▶ **RECORDS**:
★ ★ ★ ★ ★
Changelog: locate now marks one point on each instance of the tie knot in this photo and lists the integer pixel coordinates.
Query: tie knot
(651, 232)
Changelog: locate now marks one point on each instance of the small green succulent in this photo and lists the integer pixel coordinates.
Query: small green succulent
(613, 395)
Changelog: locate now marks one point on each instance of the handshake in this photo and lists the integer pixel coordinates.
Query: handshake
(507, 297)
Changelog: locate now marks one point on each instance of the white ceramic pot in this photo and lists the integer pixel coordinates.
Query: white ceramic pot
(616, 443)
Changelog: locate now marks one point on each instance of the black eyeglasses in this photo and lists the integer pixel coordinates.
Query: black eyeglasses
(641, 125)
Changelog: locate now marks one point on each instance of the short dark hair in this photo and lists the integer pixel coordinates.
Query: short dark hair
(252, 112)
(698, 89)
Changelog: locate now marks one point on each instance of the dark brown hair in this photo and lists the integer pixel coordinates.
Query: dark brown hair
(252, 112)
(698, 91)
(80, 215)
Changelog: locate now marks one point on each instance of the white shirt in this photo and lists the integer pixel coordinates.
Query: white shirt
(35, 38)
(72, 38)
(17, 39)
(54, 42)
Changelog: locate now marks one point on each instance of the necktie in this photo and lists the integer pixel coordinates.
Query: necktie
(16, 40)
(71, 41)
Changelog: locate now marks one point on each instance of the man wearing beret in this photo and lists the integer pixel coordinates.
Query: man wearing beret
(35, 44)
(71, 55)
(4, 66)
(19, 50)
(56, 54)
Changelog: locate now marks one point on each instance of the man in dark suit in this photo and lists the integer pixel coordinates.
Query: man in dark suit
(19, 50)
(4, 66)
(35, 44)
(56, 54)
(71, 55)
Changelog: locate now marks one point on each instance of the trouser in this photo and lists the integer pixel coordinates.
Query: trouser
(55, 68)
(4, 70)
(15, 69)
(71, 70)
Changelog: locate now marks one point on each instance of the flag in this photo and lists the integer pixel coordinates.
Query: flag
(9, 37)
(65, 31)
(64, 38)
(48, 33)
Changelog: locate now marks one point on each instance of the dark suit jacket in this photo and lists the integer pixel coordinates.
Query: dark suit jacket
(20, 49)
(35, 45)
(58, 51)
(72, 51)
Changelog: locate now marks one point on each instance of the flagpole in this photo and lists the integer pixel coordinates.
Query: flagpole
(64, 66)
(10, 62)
★ ★ ★ ★ ★
▶ **EXERCISE**:
Look for "the dark brown" in the records. Write out its line and every later line through the end exactly, with nothing more.

▶ **WRITTEN RESPONSE**:
Changelog: locate now marks one point on each instance of the dark brown hair in this photo and lists the integer pixel coordinates.
Query: dark brown hair
(252, 112)
(698, 91)
(80, 215)
Changelog: locate now marks one point on each instance of the white shirt in this photo and lists the integer pixel coordinates.
Query: white shirt
(35, 38)
(72, 38)
(17, 39)
(54, 42)
Changelog: locate now marks one point on each instance of the necktie in this photo and lists the integer pixel coordinates.
Query: necktie
(16, 40)
(71, 41)
Changelog: locate now marks one point on each instance of the man wearing beret in this photo and lists the integer pixel coordinates.
Query: man wearing beret
(35, 44)
(71, 55)
(4, 66)
(19, 50)
(56, 54)
Changelog: locate now marks one point on each instance of the man in dark suit in this photo and lists the integer pixel coordinates.
Query: man in dark suit
(19, 50)
(4, 66)
(35, 44)
(56, 54)
(71, 55)
Changelog: locate now marks one point on each instance of the trouser in this photo and lists the integer pixel coordinates.
Query: trouser
(55, 68)
(4, 70)
(15, 69)
(71, 70)
Changelog: locate now marks one point on each instance of the flag in this photo and lists the integer pixel coordinates.
Query: flag
(9, 37)
(65, 31)
(64, 38)
(48, 33)
Changelog: locate now marks one point on each instance of the dark suit jacket in this photo and lists the integer pixel coordinates.
Query: dark suit jacket
(20, 49)
(35, 45)
(58, 51)
(72, 51)
Changelog: locate now marks one point on each instance of the flagpole in this photo and lists the integer pixel coordinates.
Query: flagpole
(64, 66)
(10, 62)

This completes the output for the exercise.